— START —

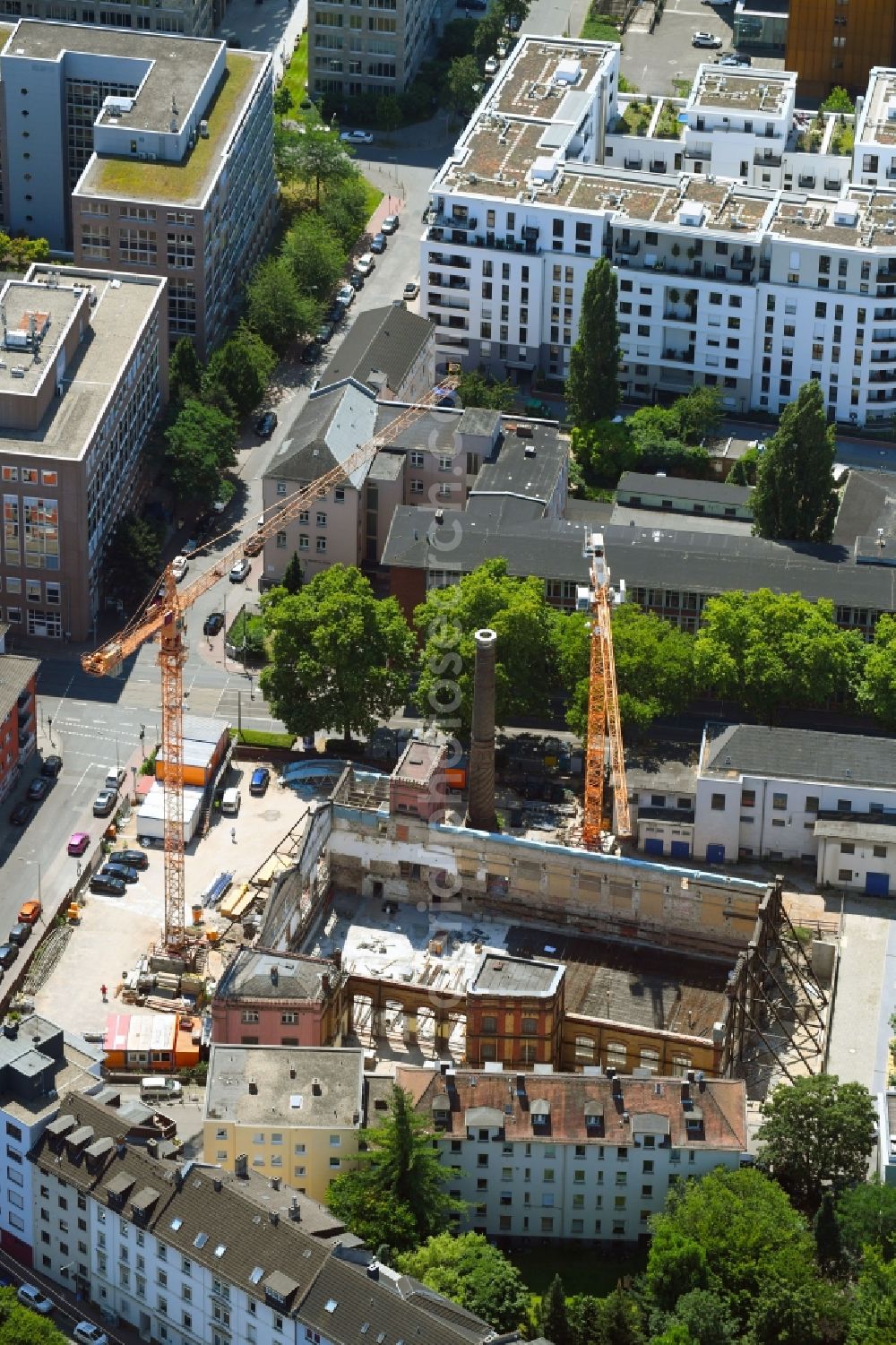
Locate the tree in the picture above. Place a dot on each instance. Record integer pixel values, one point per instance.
(315, 255)
(243, 366)
(518, 612)
(185, 372)
(472, 1272)
(480, 389)
(839, 101)
(134, 560)
(592, 386)
(319, 158)
(201, 444)
(818, 1133)
(276, 308)
(732, 1232)
(340, 657)
(394, 1194)
(463, 85)
(866, 1218)
(281, 101)
(794, 498)
(552, 1315)
(345, 209)
(294, 574)
(876, 690)
(766, 650)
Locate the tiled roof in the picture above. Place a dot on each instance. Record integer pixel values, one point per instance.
(639, 1106)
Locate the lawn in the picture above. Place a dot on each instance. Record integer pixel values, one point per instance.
(598, 27)
(185, 180)
(585, 1272)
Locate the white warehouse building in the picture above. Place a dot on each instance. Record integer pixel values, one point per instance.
(751, 254)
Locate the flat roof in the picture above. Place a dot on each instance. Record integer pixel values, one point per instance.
(190, 180)
(291, 1086)
(116, 320)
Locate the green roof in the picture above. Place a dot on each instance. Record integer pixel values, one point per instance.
(144, 180)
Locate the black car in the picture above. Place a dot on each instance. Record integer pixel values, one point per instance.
(108, 885)
(120, 870)
(105, 803)
(267, 424)
(131, 858)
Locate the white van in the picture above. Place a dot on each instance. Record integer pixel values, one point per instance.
(159, 1090)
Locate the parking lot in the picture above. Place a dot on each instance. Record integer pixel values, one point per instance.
(654, 61)
(113, 932)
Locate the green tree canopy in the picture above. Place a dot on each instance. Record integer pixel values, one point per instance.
(794, 498)
(592, 386)
(185, 372)
(766, 650)
(201, 444)
(340, 657)
(818, 1133)
(318, 158)
(315, 255)
(472, 1272)
(517, 611)
(731, 1232)
(394, 1194)
(276, 308)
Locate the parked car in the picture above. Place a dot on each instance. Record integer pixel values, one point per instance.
(120, 870)
(85, 1332)
(108, 885)
(132, 858)
(35, 1299)
(267, 424)
(105, 803)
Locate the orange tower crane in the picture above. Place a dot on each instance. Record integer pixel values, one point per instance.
(603, 708)
(163, 614)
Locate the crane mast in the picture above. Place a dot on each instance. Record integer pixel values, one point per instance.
(603, 708)
(163, 614)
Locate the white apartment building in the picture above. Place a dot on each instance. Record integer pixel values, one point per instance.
(190, 1255)
(729, 273)
(582, 1157)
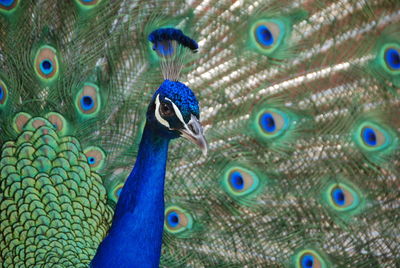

— END —

WHAT YOU NEED TO DO:
Write out every line of the material above word for word, and leave the pictures out.

THE RESULT:
Locate the tree in the picture above. Place a dot on each instance. Record integer pixel values, one point per instance.
(315, 255)
(243, 366)
(518, 612)
(185, 372)
(472, 1272)
(480, 389)
(839, 101)
(134, 560)
(592, 386)
(319, 158)
(201, 444)
(818, 1133)
(276, 308)
(732, 1232)
(340, 657)
(394, 1194)
(463, 85)
(866, 1218)
(281, 101)
(794, 498)
(552, 1315)
(345, 209)
(294, 574)
(876, 690)
(766, 650)
Locate the tiled roof in the picture above. Place a dot on each instance. Record integer pixel values, one point per instance.
(639, 1106)
Locate the lawn in the picture above. Place a dot on each instance. Record integer pixel values, one point per instance.
(598, 27)
(185, 180)
(585, 1272)
Locate the white warehouse building in the picture above. Place a dot on each instance. Record integer pixel values, one point per instance.
(751, 254)
Locate the flat roof in the picture above. Place a dot on each instance. Record integer pixel values, one point per instance.
(190, 180)
(291, 1086)
(116, 320)
Locate the green roof in the picture above. Place a dot on each instance. Record integer pixel values, one point per instance.
(144, 180)
Locate the black car in the picture above. Place a dot on each instance. Record integer pixel values, one point per instance.
(108, 885)
(120, 870)
(105, 803)
(267, 424)
(131, 858)
Locate the white van in the picture above. Place a dot on each instance. Record integer pixel values, one point per instance.
(159, 1090)
Locate the parking lot in the picture above. Place a dot on each instance. Record integer pixel values, one point per instance.
(654, 61)
(113, 932)
Locate the green tree canopy in the picture above. Place a dot on each instance. Record integer pixel values, one point per instance.
(794, 498)
(592, 386)
(185, 372)
(766, 650)
(201, 444)
(340, 657)
(818, 1133)
(318, 158)
(315, 255)
(472, 1272)
(517, 611)
(731, 1232)
(394, 1194)
(276, 308)
Locate the parked car in the picture above. Place a dot on each instance. Record integer pixel values, one point per instance.
(120, 870)
(85, 1332)
(108, 885)
(132, 858)
(35, 1299)
(267, 424)
(105, 803)
Locate the orange tower crane in the picture above. Place a dot on each instance. Record integer pixel values, one point per instance.
(603, 708)
(163, 614)
Locate the crane mast in the picture above. Place a dot on each instance. Record integer pixel values, one point per instance.
(603, 708)
(163, 614)
Locate the white apartment building in the picture above. Place a dot on each instance. Record integer pixel values, one point per instance.
(190, 1255)
(729, 273)
(582, 1157)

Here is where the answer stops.